**Directions**
Your answer must be only the lines below from the one containing "the man's face, placed" through the one containing "Each instance receives one keypoint. Mark the pile of onion", copied exactly, with the pictures left out.

==================================================

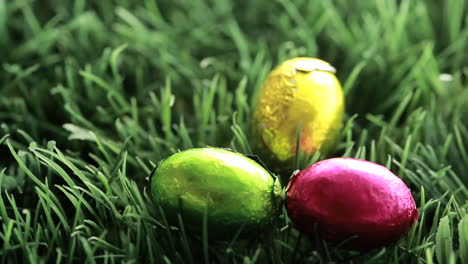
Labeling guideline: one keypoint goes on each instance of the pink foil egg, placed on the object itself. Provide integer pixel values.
(351, 199)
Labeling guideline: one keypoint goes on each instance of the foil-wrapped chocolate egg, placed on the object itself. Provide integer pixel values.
(300, 90)
(351, 199)
(234, 190)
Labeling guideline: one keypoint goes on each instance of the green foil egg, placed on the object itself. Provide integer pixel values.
(233, 190)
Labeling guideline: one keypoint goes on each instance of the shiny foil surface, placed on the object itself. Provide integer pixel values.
(348, 198)
(235, 190)
(300, 89)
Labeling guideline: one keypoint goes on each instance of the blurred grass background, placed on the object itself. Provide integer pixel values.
(94, 93)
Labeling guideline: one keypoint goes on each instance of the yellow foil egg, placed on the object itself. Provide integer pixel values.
(300, 89)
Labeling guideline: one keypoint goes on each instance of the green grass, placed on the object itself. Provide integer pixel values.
(94, 93)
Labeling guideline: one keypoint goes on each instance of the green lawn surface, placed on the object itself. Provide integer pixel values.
(93, 94)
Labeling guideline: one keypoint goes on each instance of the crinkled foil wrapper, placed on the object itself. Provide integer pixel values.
(351, 199)
(301, 90)
(234, 190)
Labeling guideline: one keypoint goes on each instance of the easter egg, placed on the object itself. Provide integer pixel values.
(299, 91)
(232, 190)
(351, 199)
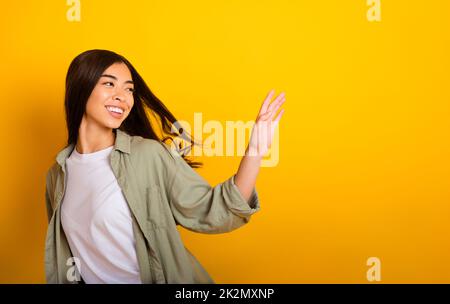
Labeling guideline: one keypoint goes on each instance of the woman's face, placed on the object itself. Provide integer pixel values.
(111, 99)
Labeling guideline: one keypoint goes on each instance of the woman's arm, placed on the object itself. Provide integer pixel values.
(259, 144)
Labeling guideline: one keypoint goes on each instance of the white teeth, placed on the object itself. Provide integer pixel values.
(115, 109)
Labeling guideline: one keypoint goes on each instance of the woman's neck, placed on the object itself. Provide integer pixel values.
(92, 138)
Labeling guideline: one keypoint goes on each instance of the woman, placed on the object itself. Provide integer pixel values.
(117, 191)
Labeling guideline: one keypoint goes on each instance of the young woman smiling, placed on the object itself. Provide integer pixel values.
(117, 190)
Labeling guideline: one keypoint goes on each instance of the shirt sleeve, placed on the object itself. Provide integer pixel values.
(48, 202)
(201, 208)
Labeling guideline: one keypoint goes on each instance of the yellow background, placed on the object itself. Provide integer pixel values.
(364, 143)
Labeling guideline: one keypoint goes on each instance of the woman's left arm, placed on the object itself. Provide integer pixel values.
(259, 144)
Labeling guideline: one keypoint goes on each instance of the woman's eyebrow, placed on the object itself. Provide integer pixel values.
(115, 78)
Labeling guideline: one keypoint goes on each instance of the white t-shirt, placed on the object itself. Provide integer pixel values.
(97, 220)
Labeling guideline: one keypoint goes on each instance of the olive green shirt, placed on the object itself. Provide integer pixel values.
(162, 191)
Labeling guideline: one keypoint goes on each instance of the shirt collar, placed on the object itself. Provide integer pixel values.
(122, 144)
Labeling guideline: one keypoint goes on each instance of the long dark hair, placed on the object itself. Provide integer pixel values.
(83, 74)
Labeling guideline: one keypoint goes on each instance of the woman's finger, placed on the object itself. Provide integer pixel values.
(275, 110)
(276, 101)
(266, 102)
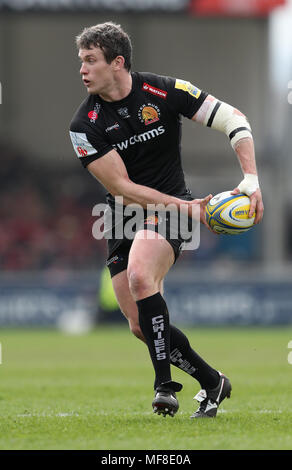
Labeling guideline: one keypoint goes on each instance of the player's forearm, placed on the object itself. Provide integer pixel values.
(246, 156)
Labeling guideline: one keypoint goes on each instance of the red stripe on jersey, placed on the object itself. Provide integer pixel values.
(155, 91)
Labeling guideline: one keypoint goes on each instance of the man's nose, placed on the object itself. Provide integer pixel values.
(83, 69)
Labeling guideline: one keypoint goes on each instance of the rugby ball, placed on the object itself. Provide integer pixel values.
(228, 213)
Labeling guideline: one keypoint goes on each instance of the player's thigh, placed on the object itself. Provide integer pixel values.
(127, 303)
(150, 258)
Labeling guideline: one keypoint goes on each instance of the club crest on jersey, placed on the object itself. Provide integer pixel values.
(93, 115)
(124, 113)
(149, 113)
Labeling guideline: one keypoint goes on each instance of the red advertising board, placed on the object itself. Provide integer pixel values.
(234, 7)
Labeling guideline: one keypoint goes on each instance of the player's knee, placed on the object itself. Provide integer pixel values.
(139, 283)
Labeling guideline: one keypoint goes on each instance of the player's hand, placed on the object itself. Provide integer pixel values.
(202, 203)
(256, 204)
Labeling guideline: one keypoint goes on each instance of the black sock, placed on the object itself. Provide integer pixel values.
(154, 323)
(184, 357)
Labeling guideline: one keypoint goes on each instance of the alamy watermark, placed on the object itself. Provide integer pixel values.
(290, 353)
(119, 221)
(289, 97)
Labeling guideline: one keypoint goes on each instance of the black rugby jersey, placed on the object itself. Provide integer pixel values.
(144, 128)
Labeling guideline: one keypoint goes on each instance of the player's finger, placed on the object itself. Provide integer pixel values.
(206, 199)
(235, 191)
(259, 212)
(253, 203)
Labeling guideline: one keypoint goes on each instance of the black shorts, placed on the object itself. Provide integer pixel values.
(177, 231)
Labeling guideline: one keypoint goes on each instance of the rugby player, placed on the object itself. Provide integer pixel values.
(127, 133)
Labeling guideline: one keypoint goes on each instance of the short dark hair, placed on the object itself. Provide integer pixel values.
(111, 39)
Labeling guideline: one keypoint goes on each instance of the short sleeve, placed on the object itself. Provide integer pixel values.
(185, 97)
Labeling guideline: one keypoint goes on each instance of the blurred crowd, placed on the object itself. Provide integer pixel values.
(45, 215)
(46, 220)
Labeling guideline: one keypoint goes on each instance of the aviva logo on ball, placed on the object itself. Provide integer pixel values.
(227, 213)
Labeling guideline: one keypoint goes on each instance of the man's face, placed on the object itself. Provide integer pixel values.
(96, 73)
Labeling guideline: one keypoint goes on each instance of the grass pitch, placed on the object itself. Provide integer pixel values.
(95, 392)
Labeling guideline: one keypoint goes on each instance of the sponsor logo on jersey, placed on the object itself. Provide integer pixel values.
(124, 113)
(187, 87)
(155, 91)
(93, 115)
(82, 152)
(139, 138)
(115, 126)
(81, 144)
(149, 113)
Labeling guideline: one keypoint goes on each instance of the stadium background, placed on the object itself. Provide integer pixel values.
(240, 51)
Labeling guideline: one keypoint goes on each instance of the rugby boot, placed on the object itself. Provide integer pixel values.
(210, 399)
(165, 401)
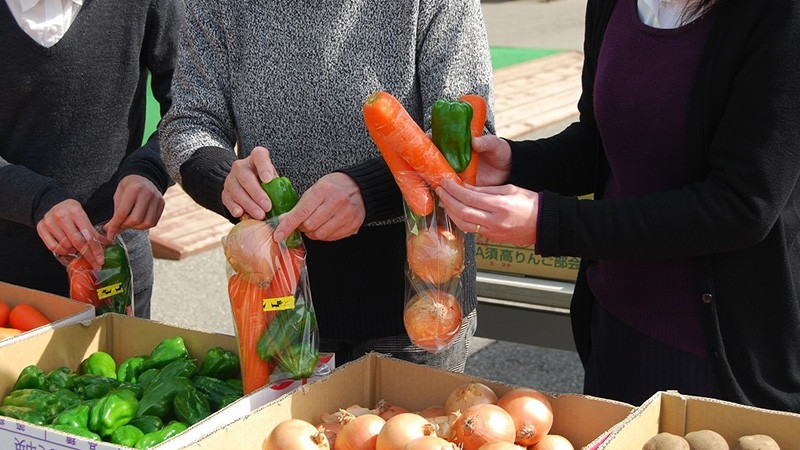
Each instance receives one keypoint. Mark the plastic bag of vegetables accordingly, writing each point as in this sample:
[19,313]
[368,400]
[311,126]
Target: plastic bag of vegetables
[434,245]
[270,297]
[109,288]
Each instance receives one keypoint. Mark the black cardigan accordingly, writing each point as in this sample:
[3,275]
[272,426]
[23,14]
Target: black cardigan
[739,217]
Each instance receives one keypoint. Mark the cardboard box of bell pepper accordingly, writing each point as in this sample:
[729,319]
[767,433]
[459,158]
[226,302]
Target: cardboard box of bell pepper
[375,377]
[679,415]
[123,339]
[58,311]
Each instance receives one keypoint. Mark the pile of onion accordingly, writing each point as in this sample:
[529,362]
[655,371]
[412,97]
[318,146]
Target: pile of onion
[296,434]
[469,394]
[436,254]
[251,252]
[432,319]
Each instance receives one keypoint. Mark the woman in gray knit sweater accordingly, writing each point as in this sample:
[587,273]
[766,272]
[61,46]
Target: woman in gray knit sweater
[288,79]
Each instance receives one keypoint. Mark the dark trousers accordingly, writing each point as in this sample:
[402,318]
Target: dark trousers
[628,366]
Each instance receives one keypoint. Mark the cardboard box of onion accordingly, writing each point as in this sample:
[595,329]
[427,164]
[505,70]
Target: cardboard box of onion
[384,384]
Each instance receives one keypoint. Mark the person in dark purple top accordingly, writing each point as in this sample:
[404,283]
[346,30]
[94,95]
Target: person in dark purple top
[689,140]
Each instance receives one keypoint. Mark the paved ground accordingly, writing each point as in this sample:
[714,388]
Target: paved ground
[192,292]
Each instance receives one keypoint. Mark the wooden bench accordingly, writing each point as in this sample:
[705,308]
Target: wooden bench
[529,97]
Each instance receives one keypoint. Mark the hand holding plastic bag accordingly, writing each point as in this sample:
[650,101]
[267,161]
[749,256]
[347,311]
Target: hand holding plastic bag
[276,327]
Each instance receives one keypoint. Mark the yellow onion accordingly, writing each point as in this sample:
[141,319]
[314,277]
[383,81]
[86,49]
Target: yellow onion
[251,251]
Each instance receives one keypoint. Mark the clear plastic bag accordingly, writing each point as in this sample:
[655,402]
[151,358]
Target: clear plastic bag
[270,297]
[109,289]
[435,260]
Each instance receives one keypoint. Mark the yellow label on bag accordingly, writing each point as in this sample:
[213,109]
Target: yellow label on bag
[110,291]
[278,303]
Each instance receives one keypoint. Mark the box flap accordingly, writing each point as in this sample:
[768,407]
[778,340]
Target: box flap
[59,310]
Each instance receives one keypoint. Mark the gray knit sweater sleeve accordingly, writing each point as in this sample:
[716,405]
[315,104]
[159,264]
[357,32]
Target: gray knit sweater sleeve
[201,113]
[292,76]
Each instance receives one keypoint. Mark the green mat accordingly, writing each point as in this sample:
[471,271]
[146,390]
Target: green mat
[501,57]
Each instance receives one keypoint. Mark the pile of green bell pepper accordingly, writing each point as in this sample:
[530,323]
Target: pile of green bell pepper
[115,279]
[141,403]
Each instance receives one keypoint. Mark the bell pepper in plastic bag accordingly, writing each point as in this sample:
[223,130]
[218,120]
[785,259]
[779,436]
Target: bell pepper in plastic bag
[268,280]
[109,289]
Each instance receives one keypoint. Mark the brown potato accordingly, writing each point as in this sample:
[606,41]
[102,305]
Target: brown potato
[666,441]
[706,440]
[756,442]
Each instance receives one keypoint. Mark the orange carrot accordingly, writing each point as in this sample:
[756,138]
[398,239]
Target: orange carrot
[8,332]
[393,130]
[251,322]
[4,311]
[26,317]
[414,189]
[470,174]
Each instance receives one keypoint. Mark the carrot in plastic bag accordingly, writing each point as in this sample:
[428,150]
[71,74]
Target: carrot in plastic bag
[251,322]
[393,130]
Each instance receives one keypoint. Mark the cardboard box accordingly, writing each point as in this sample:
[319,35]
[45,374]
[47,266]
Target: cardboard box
[493,257]
[122,337]
[680,414]
[59,310]
[374,377]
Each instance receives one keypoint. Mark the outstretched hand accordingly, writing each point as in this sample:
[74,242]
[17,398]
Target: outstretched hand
[494,162]
[66,230]
[138,204]
[329,210]
[507,213]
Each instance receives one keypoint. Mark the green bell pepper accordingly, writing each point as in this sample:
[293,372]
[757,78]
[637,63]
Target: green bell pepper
[126,435]
[283,197]
[220,363]
[450,122]
[77,416]
[99,363]
[179,368]
[165,352]
[150,440]
[61,378]
[147,377]
[130,369]
[23,413]
[31,377]
[147,424]
[299,360]
[112,411]
[215,390]
[158,397]
[78,431]
[191,406]
[94,386]
[289,327]
[115,277]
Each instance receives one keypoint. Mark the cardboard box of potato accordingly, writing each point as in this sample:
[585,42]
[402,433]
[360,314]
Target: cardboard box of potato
[679,414]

==================================================

**Output of the exercise**
Labeling guideline: one keypoint goes on each instance of the man's face, placed on the object itself. Provide integer pixel values.
(96, 73)
Labeling guideline: one keypoint goes on each instance of the grass pitch, placed on the object itself. Provide integer pixel values.
(95, 392)
Labeling guideline: one keypoint goes on each instance of the sponsor logo on jersey, placed on the object itself. Provide integer pixel values.
(124, 113)
(187, 87)
(155, 91)
(93, 115)
(82, 152)
(139, 138)
(115, 126)
(81, 144)
(149, 113)
Labeling guideline: one keypoint goes on each instance of the stadium background, placed on the object itself. Provide integer pixel values.
(240, 51)
Labeling guideline: one keypoint goes on each instance of the rugby boot, placed on the object itself. Provide integer pixel values.
(210, 399)
(165, 401)
Each instance receives one keypoint. Mark the plastic bag of vegetables accordingly, writing each point as in this sample:
[19,313]
[368,400]
[311,126]
Target: plastic bag of vegetables
[434,245]
[270,297]
[109,288]
Each instance receives one keypoint. Mark the black cardigan accordingly, writing each point as in this sample:
[3,275]
[272,426]
[23,14]
Target: black cardigan
[739,217]
Each instance receives one keypoint. Mark the cardboard box of bell pepper accordingly, writing each point as in this sample:
[729,319]
[767,433]
[459,158]
[226,302]
Target: cardboard box of bell pepper
[375,377]
[679,415]
[123,339]
[58,311]
Each instance receives one keypoint. Mark the pile of onion accordingly, writing each point as in this sample:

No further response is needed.